[이미지 포인트 주석 항목]
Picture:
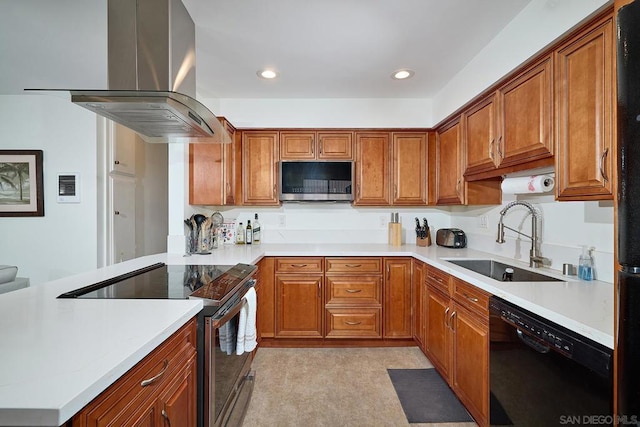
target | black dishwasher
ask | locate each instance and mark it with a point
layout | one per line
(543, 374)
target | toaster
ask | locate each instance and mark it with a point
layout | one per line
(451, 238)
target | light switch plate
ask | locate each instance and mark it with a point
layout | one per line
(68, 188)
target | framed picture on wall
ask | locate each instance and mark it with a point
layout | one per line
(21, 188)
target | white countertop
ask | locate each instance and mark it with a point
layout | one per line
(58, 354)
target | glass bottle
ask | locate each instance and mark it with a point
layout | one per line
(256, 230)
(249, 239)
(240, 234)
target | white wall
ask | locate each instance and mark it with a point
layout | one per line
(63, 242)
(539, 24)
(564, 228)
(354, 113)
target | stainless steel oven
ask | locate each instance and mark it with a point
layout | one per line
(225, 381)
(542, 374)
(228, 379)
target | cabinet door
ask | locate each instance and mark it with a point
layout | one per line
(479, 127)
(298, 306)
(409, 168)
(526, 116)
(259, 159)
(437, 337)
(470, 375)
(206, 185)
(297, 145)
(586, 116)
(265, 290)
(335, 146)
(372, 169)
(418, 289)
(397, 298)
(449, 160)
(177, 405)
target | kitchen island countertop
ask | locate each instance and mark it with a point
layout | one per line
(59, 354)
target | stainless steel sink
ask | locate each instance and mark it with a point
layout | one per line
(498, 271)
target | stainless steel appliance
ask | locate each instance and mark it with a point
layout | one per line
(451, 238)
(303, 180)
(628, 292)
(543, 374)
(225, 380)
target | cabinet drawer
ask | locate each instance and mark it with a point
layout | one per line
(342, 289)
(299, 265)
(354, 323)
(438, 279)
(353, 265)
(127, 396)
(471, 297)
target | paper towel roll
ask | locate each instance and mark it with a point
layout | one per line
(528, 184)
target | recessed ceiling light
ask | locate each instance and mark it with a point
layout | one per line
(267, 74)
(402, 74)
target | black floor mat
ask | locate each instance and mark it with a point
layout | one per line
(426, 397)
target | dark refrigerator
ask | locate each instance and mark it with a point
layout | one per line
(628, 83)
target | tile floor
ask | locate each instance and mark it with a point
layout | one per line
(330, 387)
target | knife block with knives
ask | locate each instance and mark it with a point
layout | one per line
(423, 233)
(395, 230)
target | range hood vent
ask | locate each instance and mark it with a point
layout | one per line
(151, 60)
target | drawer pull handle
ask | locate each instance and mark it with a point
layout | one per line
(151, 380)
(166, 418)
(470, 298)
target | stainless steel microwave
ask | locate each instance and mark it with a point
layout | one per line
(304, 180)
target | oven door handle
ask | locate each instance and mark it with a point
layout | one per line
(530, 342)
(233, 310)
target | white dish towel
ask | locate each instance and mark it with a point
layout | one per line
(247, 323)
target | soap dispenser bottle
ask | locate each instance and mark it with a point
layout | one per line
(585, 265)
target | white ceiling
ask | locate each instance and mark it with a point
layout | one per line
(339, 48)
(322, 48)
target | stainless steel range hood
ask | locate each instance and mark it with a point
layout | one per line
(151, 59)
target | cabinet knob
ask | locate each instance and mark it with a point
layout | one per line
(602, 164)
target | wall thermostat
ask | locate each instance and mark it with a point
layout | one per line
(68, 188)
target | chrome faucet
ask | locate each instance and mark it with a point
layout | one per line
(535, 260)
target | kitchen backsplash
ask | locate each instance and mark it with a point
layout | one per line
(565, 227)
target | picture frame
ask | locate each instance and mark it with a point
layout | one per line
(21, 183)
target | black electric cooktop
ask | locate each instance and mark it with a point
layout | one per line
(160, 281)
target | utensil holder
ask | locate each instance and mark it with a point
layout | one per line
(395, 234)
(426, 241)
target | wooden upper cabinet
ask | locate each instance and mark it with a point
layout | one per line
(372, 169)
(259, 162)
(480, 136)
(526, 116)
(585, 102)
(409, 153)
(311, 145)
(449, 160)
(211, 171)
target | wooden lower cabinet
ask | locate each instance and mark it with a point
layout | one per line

• _해야 할 작업_: 위 항목 전체에서 "stainless steel"를 모두 "brushed steel"로 고치고 나머지는 그대로 둔 채 다시 써 주겠어요? 그림은 답에서 빼 주세요.

• _전체 답변_:
Picture:
target | black dishwasher
ask | locate each instance and mark it with a point
layout | one per line
(543, 374)
target | toaster
ask | locate each instance and mark it with a point
layout | one per line
(451, 238)
target | light switch plate
ask | locate each instance and mark it with a point
layout | one per line
(68, 188)
target | framed picture on wall
ask | locate each instance and mark it with a point
layout | one per line
(21, 188)
target | white countertop
ask | locate each instance and mark it with a point
layout | one per line
(58, 354)
target | glass bottle
ask | locate each instance and mark it with a point
layout | one per line
(256, 230)
(249, 239)
(240, 234)
target | white wall
ask | locate each instance and mark it with a point
layout | one per line
(63, 242)
(539, 24)
(564, 228)
(354, 113)
target | brushed steel oven
ask | locate each instance and mark it with a point
layout | one per line
(225, 381)
(542, 374)
(228, 379)
target | cabinet door
ask | locate each instance and mark it with a point
layout | one per line
(479, 127)
(298, 306)
(409, 168)
(526, 116)
(259, 159)
(437, 337)
(470, 375)
(206, 185)
(297, 145)
(586, 116)
(265, 290)
(335, 146)
(372, 169)
(418, 289)
(397, 298)
(449, 160)
(177, 405)
target | kitchen island countertop
ask | locate each instance and mark it with a point
layout | one per line
(59, 354)
target | brushed steel sink
ask | locate each instance and mark it with a point
layout | one per line
(498, 271)
target | brushed steel appliance
ask | locate each instance and mark it with a point
layout | one per line
(451, 238)
(303, 180)
(628, 292)
(543, 374)
(225, 380)
target | cabinet drawer
ask | locate each instance and mark it with a point
layout | one per line
(342, 289)
(299, 265)
(354, 323)
(438, 279)
(353, 265)
(127, 396)
(471, 297)
target | paper towel roll
ask | locate each instance and mark it with a point
layout | one per line
(528, 184)
target | recessed ceiling light
ask | locate each instance and mark it with a point
layout | one per line
(267, 74)
(402, 74)
target | black floor mat
ask | locate each instance and mark it with a point
layout | one per line
(426, 397)
target | dark refrigerator
ask | locate each instance and mark it with a point
layout | one per line
(628, 83)
target | tile floor
ask | locate each instance and mark it with a point
layout | one per line
(330, 387)
target | knife block with knives
ask | locate each instance and mark it with a point
layout | one per line
(423, 233)
(395, 230)
target | range hood vent
ask | locate each instance and mark it with a point
layout | one per line
(151, 60)
target | drawer pull handle
ask | locate each instance and mark it with a point
layout | one per line
(151, 380)
(166, 418)
(470, 298)
target | brushed steel microwave
ask | locate each instance and mark it with a point
layout | one per line
(304, 180)
target | oven door handle
ask | locate each instance and mark it with a point
layout | one per line
(530, 342)
(233, 310)
target | white dish towel
ask | locate each instance and mark it with a point
layout | one per line
(247, 323)
target | soap dispenser bottle
ask | locate each instance and mark it with a point
layout | one per line
(585, 265)
target | white ceiling
ask | locate each instance and mark it with a point
layout | one per line
(339, 48)
(322, 48)
target | brushed steel range hood
ask | locate each instance and mark it with a point
layout | one per line
(151, 59)
target | cabinet knob
ask | locate each instance and mark it with a point
layout | one per line
(602, 164)
target | wall thermostat
ask | locate each instance and mark it with a point
layout | one per line
(68, 188)
target | chrome faucet
ask | locate each instance and mark it with a point
layout | one per line
(535, 260)
target | kitchen backsplash
ask | locate each instance and mark it with a point
layout | one per line
(565, 227)
target | picture frame
ask | locate each instance and mark it with a point
layout | one per line
(21, 183)
target | black electric cooktop
ask | locate each instance and mark it with a point
layout | one per line
(160, 281)
target | utensil holder
ask | locate each instance and mark it with a point
layout | one per line
(395, 234)
(426, 241)
target | wooden upper cabinet
ask | locate each instance and mark it with a point
layout | one per line
(372, 169)
(259, 162)
(480, 136)
(526, 116)
(585, 102)
(409, 153)
(311, 145)
(449, 160)
(211, 171)
target | wooden lower cabinet
ask | locate each instance and mark it with a point
layout | one per line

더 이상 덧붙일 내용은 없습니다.